=== The exercise ===
Copy the records word for word, from the beginning up to and including the line with "(830, 1315)". Leave the pictures out of your copy.

=== Extracted data ===
++++++++++++++++++++
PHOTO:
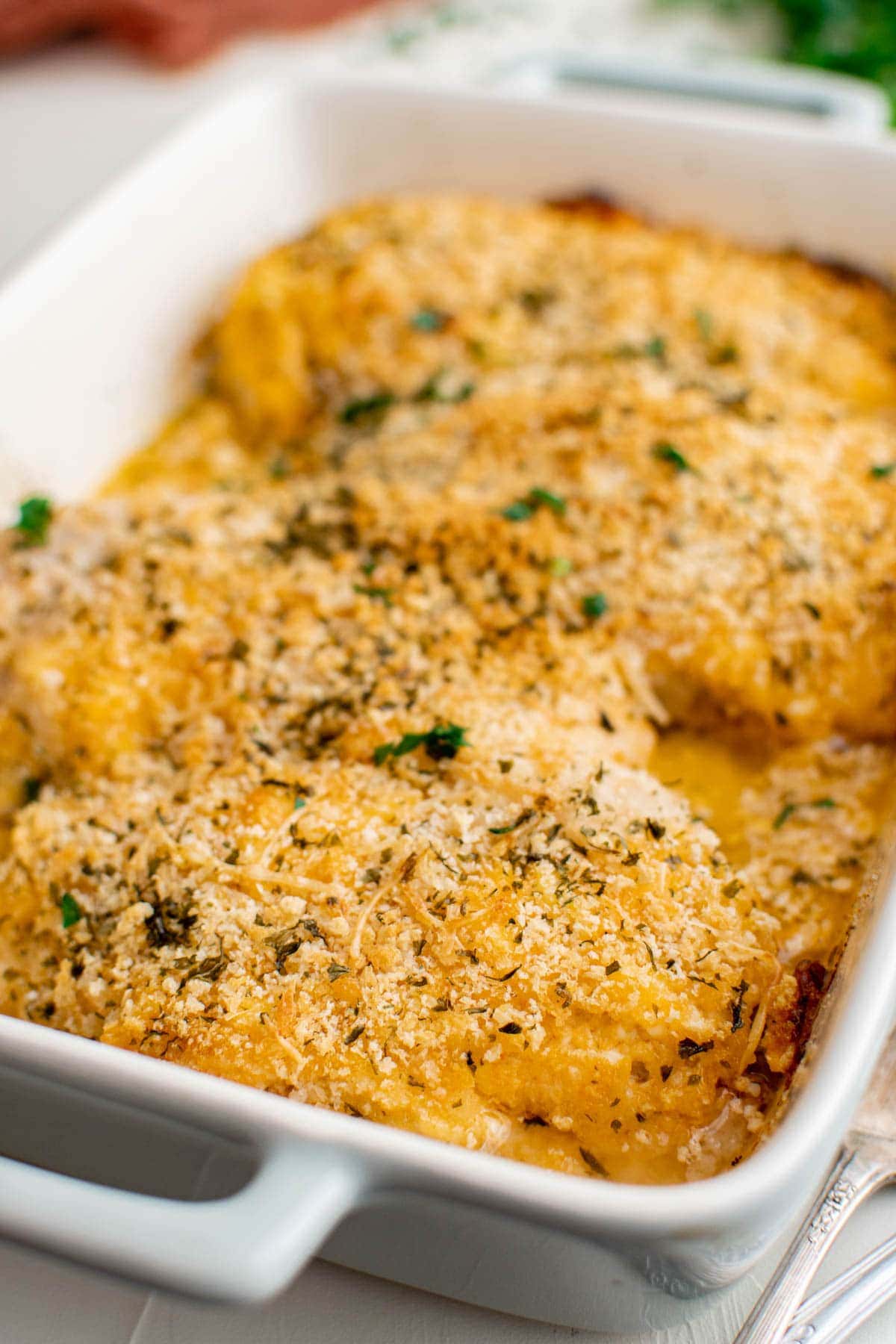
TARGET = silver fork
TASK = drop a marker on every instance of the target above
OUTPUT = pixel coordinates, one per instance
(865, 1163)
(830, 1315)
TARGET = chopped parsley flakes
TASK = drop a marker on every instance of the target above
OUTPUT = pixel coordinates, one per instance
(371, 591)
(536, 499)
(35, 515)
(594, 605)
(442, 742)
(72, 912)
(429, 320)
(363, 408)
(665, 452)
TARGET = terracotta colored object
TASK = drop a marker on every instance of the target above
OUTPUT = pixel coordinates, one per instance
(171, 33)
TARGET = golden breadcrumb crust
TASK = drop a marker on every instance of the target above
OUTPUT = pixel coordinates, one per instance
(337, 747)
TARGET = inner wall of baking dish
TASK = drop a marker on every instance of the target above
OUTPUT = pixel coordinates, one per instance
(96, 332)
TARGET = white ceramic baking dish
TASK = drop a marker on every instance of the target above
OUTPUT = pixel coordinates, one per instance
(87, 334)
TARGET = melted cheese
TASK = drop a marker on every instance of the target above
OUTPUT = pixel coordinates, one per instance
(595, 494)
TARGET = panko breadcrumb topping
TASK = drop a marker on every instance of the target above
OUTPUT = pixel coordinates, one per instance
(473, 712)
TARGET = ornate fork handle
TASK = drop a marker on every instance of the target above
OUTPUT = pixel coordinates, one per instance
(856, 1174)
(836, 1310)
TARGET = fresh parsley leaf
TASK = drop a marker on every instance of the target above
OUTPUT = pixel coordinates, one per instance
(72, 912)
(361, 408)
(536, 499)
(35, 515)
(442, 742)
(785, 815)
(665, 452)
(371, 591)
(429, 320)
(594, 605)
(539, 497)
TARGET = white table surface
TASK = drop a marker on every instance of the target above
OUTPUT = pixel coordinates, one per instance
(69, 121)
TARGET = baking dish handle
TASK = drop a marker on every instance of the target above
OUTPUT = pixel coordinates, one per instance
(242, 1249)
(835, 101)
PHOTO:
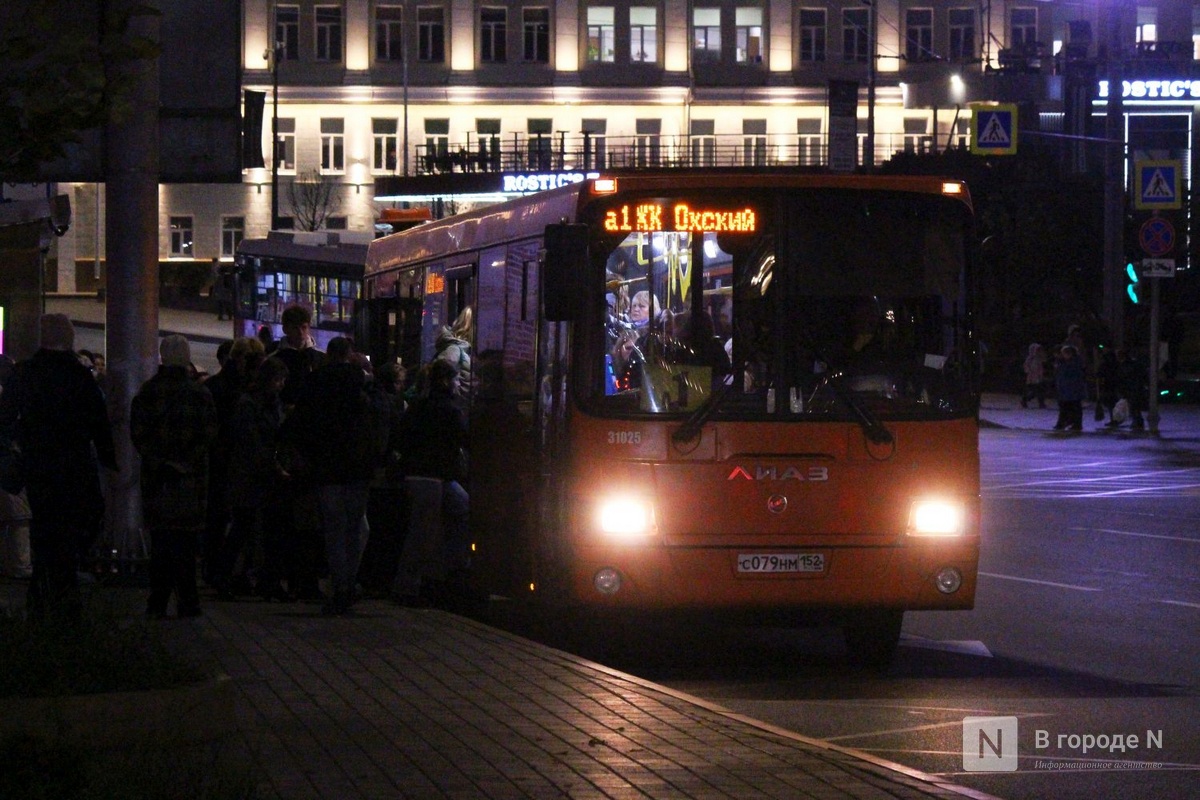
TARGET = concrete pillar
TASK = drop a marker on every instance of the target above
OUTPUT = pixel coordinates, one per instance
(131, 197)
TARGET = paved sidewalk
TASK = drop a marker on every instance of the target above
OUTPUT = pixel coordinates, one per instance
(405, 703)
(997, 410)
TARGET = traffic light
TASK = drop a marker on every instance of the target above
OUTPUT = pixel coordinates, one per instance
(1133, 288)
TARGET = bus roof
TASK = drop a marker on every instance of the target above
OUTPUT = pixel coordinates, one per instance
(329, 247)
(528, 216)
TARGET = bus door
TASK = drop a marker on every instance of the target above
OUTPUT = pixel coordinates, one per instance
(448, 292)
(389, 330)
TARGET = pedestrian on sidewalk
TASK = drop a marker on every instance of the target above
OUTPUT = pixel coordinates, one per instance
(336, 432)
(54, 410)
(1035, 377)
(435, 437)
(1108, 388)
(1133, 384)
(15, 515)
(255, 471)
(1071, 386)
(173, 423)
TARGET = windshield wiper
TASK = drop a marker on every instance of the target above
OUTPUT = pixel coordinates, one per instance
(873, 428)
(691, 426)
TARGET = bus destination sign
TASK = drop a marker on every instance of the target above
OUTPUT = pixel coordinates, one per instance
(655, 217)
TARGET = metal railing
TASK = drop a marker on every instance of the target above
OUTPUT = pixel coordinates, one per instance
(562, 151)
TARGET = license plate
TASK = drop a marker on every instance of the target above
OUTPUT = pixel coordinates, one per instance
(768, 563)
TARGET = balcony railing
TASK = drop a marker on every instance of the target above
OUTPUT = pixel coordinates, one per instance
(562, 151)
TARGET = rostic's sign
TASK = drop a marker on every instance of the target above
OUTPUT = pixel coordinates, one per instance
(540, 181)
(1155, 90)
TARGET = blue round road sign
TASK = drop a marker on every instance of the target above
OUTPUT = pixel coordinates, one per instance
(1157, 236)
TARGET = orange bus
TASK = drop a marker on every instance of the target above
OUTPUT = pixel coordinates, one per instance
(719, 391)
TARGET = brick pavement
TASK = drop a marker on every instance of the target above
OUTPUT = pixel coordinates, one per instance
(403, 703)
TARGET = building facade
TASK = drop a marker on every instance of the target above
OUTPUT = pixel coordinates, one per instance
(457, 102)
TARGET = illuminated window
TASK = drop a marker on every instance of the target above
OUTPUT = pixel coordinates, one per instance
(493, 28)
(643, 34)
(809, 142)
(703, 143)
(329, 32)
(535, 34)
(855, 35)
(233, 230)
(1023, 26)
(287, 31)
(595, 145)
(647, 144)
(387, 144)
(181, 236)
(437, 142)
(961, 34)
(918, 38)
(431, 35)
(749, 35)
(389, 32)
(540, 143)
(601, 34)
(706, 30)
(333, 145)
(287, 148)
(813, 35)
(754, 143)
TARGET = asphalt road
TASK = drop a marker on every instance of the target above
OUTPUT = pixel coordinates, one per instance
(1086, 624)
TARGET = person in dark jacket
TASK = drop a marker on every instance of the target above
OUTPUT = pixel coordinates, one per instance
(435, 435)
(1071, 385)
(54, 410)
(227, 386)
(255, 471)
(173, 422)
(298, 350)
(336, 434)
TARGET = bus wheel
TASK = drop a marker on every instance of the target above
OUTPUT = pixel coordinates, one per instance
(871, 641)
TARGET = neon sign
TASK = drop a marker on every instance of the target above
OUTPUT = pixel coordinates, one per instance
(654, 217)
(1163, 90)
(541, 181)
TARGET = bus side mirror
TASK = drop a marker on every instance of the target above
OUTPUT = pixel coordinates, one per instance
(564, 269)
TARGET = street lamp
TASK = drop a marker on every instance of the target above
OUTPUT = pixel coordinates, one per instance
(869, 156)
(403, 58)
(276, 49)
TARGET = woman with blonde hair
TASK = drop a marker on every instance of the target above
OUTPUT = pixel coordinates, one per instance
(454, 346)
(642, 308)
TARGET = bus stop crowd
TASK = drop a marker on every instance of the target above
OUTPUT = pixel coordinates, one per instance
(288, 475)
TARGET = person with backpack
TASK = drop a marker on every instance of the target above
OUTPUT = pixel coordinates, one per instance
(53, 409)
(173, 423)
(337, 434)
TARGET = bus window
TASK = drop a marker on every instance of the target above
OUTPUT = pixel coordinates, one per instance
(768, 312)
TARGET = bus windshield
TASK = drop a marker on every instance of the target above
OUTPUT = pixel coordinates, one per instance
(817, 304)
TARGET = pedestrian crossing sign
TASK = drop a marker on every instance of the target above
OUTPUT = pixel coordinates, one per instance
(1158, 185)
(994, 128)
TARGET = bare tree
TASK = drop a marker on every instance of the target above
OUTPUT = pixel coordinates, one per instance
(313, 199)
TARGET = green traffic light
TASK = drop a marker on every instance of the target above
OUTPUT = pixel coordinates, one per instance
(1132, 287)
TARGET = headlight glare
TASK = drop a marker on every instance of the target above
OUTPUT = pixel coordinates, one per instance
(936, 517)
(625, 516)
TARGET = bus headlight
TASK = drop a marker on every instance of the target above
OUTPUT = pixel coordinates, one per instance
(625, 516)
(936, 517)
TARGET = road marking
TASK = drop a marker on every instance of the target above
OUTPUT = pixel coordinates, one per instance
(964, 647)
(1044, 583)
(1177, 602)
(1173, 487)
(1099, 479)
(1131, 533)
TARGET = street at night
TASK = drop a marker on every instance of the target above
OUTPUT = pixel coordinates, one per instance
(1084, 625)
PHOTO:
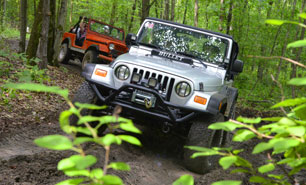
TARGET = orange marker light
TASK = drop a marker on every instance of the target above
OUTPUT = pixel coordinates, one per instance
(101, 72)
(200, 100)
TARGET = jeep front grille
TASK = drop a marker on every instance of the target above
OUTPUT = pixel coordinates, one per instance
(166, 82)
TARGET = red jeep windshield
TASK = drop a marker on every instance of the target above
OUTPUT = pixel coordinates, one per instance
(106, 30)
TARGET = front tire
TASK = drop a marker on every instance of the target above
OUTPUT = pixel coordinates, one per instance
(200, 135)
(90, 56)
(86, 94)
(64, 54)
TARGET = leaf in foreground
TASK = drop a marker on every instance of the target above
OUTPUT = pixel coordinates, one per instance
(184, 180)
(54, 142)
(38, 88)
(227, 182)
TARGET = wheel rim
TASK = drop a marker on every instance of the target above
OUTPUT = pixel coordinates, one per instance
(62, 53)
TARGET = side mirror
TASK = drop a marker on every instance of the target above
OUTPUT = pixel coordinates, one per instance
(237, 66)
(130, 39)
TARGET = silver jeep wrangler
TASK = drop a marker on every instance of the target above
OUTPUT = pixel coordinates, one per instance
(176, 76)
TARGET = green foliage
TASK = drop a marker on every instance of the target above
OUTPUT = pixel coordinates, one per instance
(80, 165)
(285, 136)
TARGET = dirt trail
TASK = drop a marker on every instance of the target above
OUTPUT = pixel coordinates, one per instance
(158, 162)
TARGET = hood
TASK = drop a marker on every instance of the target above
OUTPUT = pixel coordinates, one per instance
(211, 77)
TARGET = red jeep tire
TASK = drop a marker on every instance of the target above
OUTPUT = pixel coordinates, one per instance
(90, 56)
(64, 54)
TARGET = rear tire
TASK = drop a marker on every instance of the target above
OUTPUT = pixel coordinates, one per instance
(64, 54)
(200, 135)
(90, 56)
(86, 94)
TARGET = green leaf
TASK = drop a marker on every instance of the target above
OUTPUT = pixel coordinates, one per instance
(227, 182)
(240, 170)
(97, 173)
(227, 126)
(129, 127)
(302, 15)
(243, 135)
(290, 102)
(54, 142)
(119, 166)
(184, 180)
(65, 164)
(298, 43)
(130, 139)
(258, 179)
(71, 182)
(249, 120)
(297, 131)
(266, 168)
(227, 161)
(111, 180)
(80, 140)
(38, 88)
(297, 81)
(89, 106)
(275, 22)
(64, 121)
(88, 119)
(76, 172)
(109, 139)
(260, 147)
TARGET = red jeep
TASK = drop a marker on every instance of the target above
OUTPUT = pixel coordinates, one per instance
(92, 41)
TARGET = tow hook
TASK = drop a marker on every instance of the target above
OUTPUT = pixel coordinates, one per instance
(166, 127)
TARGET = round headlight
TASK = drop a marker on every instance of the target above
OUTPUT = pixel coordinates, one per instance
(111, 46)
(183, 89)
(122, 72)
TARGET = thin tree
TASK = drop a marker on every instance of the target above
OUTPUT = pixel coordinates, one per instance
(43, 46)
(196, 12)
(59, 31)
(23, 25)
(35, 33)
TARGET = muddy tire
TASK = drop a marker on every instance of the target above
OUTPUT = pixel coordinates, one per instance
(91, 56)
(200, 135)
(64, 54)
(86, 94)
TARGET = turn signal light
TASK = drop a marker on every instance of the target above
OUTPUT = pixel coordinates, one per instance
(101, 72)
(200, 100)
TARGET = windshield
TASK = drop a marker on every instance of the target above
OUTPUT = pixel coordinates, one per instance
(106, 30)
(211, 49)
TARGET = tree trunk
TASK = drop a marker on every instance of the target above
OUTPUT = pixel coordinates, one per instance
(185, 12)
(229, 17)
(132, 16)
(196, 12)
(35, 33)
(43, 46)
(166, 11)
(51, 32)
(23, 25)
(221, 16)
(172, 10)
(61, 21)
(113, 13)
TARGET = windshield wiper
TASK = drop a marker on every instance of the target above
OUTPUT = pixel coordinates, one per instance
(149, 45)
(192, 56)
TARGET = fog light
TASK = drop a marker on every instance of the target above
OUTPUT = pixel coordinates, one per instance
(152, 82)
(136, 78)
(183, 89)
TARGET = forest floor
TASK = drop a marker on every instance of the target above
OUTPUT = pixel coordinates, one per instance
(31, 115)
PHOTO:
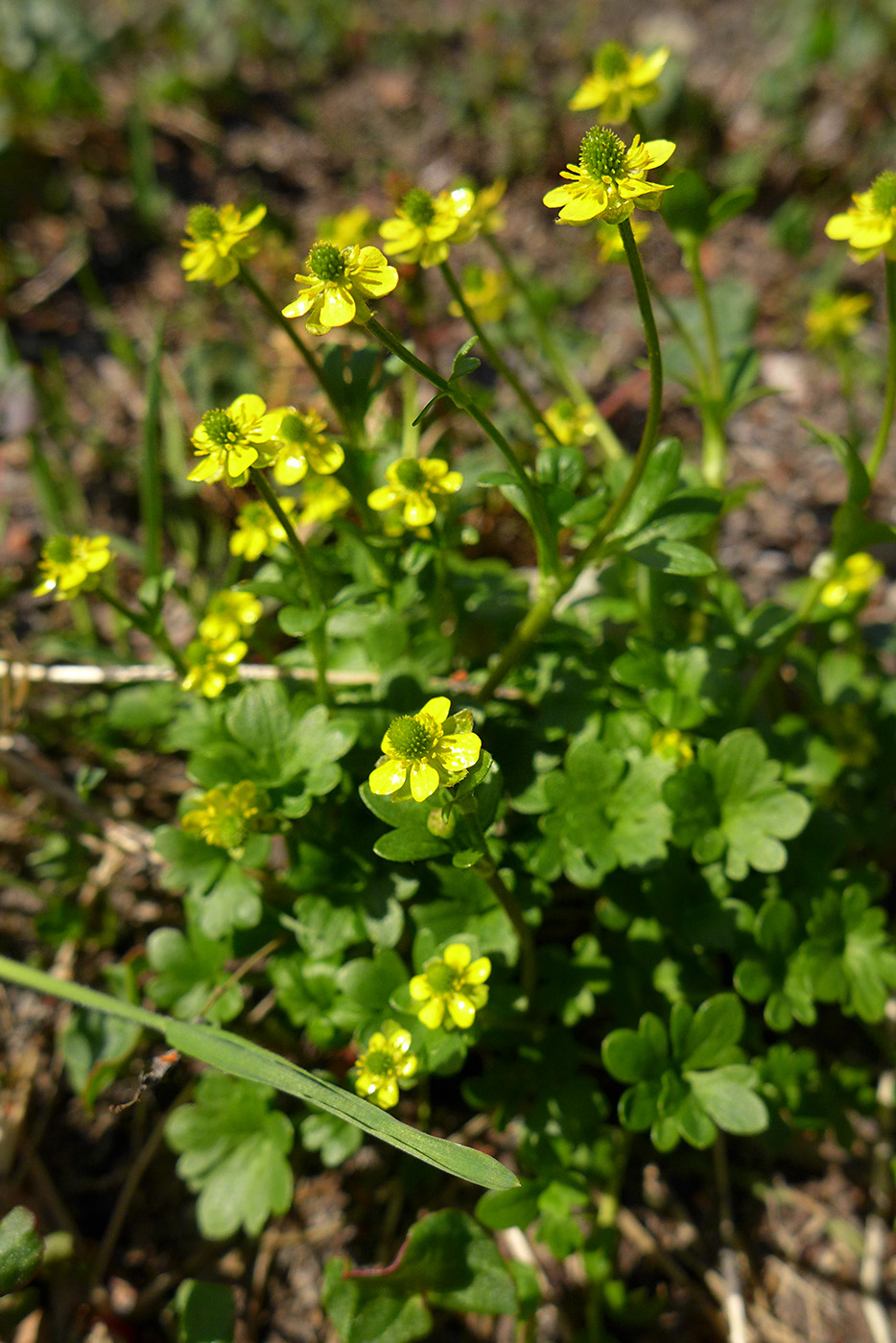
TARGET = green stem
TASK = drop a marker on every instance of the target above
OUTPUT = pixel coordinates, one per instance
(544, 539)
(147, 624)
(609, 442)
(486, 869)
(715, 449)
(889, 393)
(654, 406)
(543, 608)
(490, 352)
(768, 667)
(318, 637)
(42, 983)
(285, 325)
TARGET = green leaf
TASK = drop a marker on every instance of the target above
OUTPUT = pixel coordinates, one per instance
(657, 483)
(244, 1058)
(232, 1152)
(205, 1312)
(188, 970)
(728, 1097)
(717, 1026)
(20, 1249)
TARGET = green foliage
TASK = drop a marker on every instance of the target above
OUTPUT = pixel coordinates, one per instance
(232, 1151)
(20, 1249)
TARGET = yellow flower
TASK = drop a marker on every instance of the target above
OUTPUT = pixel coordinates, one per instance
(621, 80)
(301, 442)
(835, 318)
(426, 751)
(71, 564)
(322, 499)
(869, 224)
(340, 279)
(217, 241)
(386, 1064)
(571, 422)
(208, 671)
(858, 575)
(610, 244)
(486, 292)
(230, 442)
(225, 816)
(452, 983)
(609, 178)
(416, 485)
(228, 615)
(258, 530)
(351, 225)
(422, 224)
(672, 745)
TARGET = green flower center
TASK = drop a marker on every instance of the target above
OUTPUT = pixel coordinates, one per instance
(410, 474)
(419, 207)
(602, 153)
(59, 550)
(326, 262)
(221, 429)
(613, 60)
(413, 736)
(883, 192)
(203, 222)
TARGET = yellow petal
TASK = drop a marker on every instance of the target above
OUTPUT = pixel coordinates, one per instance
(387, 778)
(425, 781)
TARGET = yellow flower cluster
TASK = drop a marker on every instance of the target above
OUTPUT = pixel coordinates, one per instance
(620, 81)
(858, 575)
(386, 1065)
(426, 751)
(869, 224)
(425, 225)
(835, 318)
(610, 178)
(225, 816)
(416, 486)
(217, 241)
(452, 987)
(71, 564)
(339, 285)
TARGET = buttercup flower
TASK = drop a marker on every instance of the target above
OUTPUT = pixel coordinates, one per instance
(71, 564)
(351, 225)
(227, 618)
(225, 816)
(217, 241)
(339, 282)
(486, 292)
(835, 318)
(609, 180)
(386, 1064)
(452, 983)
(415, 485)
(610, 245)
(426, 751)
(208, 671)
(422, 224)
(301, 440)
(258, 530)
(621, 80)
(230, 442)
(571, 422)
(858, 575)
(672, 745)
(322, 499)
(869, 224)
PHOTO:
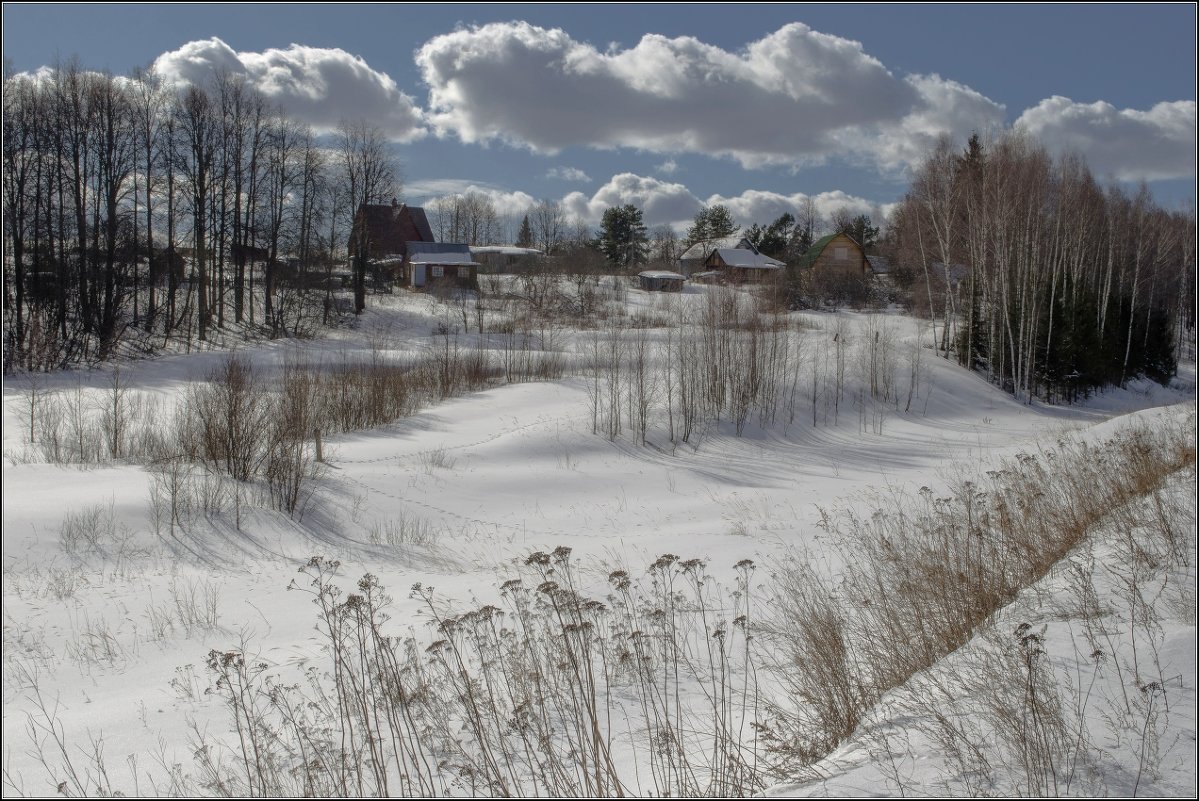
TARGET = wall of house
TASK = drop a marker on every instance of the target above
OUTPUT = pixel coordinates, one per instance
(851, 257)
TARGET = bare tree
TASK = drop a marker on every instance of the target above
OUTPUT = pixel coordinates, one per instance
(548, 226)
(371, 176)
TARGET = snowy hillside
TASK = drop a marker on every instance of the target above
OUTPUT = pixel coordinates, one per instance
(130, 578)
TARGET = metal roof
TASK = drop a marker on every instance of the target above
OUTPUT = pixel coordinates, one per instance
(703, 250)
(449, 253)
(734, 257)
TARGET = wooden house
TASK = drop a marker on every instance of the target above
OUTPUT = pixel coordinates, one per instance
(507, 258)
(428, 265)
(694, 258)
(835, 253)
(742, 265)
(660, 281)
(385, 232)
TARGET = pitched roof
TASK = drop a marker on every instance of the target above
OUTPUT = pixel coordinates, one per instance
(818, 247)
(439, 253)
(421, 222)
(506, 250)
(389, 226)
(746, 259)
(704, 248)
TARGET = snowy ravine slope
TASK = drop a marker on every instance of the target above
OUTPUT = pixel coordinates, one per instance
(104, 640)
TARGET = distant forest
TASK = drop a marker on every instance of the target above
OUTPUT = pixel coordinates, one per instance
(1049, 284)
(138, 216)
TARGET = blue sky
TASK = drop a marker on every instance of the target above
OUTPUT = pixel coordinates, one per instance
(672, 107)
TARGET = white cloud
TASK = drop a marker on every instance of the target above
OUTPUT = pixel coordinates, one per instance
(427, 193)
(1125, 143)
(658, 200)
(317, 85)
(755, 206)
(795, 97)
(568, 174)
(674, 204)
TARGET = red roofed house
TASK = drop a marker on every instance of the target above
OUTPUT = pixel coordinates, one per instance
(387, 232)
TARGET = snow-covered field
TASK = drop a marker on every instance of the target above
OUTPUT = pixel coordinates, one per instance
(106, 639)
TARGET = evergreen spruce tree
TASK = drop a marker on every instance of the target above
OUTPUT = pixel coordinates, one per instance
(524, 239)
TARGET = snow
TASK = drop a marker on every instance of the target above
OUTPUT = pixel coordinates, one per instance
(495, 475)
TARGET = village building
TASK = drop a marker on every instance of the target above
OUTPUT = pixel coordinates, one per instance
++++++++++++++++++++
=== The output ===
PHOTO:
TARGET = silver fork
TASK = drop a marker on every instance of the target above
OUTPUT = pixel coordinates, one per instance
(865, 1163)
(830, 1315)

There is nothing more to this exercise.